### WRITTEN PROBLEM
Your task is to copy the material exactly.

--- BEGIN MATERIAL SUPPLIED ---

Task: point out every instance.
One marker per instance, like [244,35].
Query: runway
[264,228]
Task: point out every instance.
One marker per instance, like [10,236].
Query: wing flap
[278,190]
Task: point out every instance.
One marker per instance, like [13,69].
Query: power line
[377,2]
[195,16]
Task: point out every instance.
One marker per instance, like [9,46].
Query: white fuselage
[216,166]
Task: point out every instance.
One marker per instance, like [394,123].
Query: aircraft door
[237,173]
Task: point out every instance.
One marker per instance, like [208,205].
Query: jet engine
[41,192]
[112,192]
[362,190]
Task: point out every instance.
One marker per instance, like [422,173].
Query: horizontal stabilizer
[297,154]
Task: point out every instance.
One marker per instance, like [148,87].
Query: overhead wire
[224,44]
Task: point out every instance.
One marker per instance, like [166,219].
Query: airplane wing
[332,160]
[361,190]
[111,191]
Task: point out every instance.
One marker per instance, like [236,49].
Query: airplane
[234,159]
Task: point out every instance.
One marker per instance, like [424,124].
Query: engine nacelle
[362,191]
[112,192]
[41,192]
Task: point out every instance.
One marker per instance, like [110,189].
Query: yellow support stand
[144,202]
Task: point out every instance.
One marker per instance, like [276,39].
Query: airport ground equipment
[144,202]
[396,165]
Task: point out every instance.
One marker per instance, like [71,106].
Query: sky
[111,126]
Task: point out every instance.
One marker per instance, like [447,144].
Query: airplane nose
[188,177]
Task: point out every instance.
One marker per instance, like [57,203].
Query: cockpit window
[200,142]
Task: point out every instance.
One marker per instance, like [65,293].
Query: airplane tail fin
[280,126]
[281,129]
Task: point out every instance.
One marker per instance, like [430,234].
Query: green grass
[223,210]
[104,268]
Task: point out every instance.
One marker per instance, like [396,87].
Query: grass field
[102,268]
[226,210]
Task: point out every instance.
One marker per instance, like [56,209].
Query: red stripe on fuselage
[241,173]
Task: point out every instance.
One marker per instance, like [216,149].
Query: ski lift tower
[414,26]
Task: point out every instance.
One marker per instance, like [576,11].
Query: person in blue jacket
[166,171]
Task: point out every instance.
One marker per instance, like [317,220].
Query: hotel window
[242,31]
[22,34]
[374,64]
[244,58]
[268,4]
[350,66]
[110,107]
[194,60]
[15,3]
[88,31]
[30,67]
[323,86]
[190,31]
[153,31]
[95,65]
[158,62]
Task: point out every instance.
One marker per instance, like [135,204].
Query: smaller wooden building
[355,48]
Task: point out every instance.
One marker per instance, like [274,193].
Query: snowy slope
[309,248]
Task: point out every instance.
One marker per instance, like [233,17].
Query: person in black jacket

--- END MATERIAL SUPPLIED ---

### EXERCISE ANSWER
Task: point out every instance.
One marker per instance, like [244,35].
Query: runway
[264,228]
Task: point out every instance.
One marker per instance, like [10,236].
Query: wing flap
[278,190]
Task: point out every instance.
One marker per instance, like [13,69].
Query: power line
[377,2]
[195,16]
Task: point out every instance.
One marker per instance, like [9,46].
Query: white fuselage
[216,166]
Task: point out every instance.
One marker per instance, like [394,123].
Query: aircraft door
[237,173]
Task: point out every instance.
One marker per instance, like [208,205].
Query: jet engine
[41,192]
[112,192]
[362,190]
Task: point out every instance.
One marker per instance, like [422,173].
Query: horizontal stabilizer
[297,154]
Task: point out every instance.
One marker per instance, like [148,87].
Query: overhead wire
[224,44]
Task: point out every instance.
One marker per instance, like [166,219].
Query: airplane wing
[332,160]
[361,190]
[111,191]
Task: point out every instance.
One marker per instance, like [236,49].
Query: airplane
[234,159]
Task: point out every instance.
One marker per instance, like [424,124].
Query: engine nacelle
[362,191]
[112,192]
[41,192]
Task: point out every instance.
One marker per instance, like [110,189].
Query: yellow support stand
[144,202]
Task: point out every instance.
One marker per instance, like [276,39].
Query: airport ground equipment
[144,202]
[396,165]
Task: point out every instance.
One marker per instance, like [71,106].
Query: sky
[111,126]
Task: point out every instance.
One marker per instance, like [447,144].
Query: airplane nose
[188,177]
Task: point out every instance.
One marker per instance, like [57,203].
Query: cockpit window
[200,142]
Task: point out every instance.
One marker per instance, like [65,293].
Query: airplane tail fin
[280,126]
[281,129]
Task: point out every instance.
One marker per instance, like [430,234].
Query: green grass
[223,210]
[104,268]
Task: point out every instance.
One marker per instance, like [396,87].
Query: grass field
[102,268]
[226,210]
Task: point out every instance.
One marker per instance, like [56,209].
Query: red stripe on fuselage
[241,173]
Task: point out every instance.
One marker per instance, like [216,149].
Query: ski lift tower
[414,26]
Task: point out every instance.
One marker per instance, like [576,11].
Query: person in blue jacket
[166,171]
Task: point out every instance.
One marker per instance, like [317,220].
Query: hotel window
[242,31]
[22,34]
[374,64]
[244,58]
[268,4]
[350,66]
[110,107]
[194,60]
[15,3]
[88,31]
[30,67]
[323,86]
[190,31]
[153,31]
[95,65]
[158,62]
Task: point out every instance.
One marker per instance, like [135,204].
Query: smaller wooden building
[355,48]
Task: point out every instance.
One marker per instance, like [274,193].
Query: snowy slope
[309,248]
Task: point out every instance.
One marker per instance, like [233,17].
Query: person in black jacket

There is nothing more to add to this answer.